SOURCE TEXT:
=-=-=

To start: 1 September 2020

Award: A 3 year PhD studentship

School: School of Life Course Sciences

Supervisors: Dr Louise Goff and Dr Martin Whyte

Study mode: Full time

Project description:
Ethnicity is a risk factor for type 2 diabetes (T2D). In the UK, T2D is 3-5 times more prevalent among individuals of Black African ethnicity than White Europeans. Tackling the cause(s) for T2D in Black African communities is a priority.

T2D develops at lower body mass index (BMI) in Black African than White European adults. Fat tissue within the abdomen (visceral adiposity) is a risk factor for diabetes in White Europeans. Yet Black African populations have lower levels of visceral fat, despite greater insulin resistance. Possibly because of low visceral adiposity, Black Africans also have lower fasting lipids (triacylglyercol, TAG).

There is persuasive evidence that postprandial lipaemia is a more important determinant of cardiometabolic risk than fasting lipids. Notably, this understanding comes largely from studies in White-Europeans. Until recently, there have been no investigations conducted in ethnic minority groups to understand the extent to which adverse post-prandial fat handling is responsible for the disproportionate cardiometabolic risk that ethnic minority groups experience.

=-=-=

DATASET CONTENT:
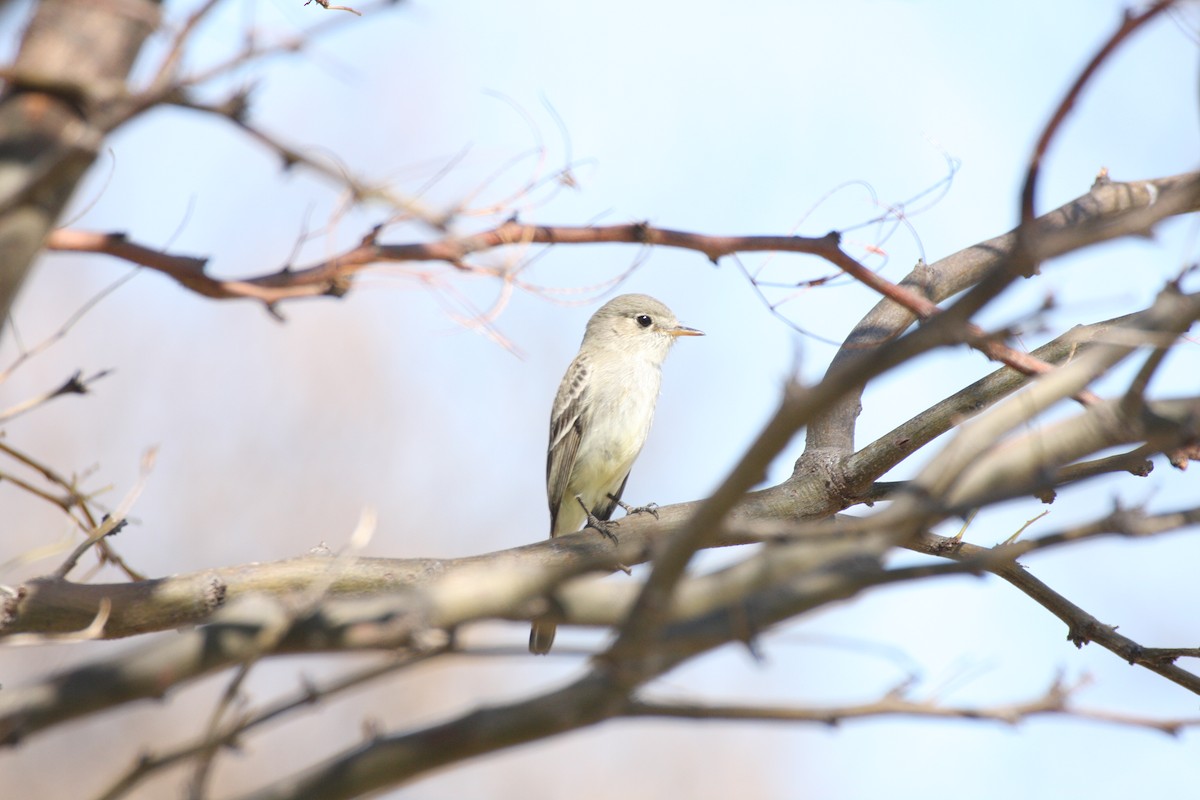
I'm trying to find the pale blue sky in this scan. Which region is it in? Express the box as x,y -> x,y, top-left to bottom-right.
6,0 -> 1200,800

=-=-=

PROBLEM 1:
From the studentship description, output the passage that begins with the words containing "T2D develops at" and ends with "lipids (triacylglyercol, TAG).", copied character for character.
PROBLEM 2:
According to the studentship description, what may explain the lower fasting triacylglycerol levels in Black Africans? Answer in one to three sentences.
PROBLEM 3:
Take the project description in the PhD studentship text further, continuing from its last sentence.

EXPECTED OUTPUT 1:
T2D develops at lower body mass index (BMI) in Black African than White European adults. Fat tissue within the abdomen (visceral adiposity) is a risk factor for diabetes in White Europeans. Yet Black African populations have lower levels of visceral fat, despite greater insulin resistance. Possibly because of low visceral adiposity, Black Africans also have lower fasting lipids (triacylglyercol, TAG).

EXPECTED OUTPUT 2:
The description suggests this may be due to low visceral adiposity. Black African populations have lower levels of fat tissue within the abdomen than White Europeans, even though they have greater insulin resistance.

EXPECTED OUTPUT 3:
Post-prandial lipaemia is proposed to be a more important determinant of cardiometabolic risk than fasting lipids and may be responsible for the disproportionate cardiovascular risk experienced by BAME groups.

This PhD will employ highly sophisticated techniques to study post-prandial fat handling and metabolism using stable isotopes, undertaking a comparison between men of Black African and White European ethnicity.

How to apply:
To apply: please visit the King’s Apply website and follow the steps outlined below:

Register a new account and login.

Open a new application.
Select the programme: “Life Course Science Research MPhil/PhD” (Full-time)’.
Complete and submit your application noting the following:
· Include name of First Supervisor

· Include a supporting personal statement

· 2 References · CV

· Funding –select drop-down ‘4. Grant Awarding Body’. For the award status, select ’Advertised Scholarship’.

· Reference number: JRC2020_02

English Language Requirements:
IELTS 7.5 overall with a minimum of 7.0 in each skill. Please refer to King’s English language requirements.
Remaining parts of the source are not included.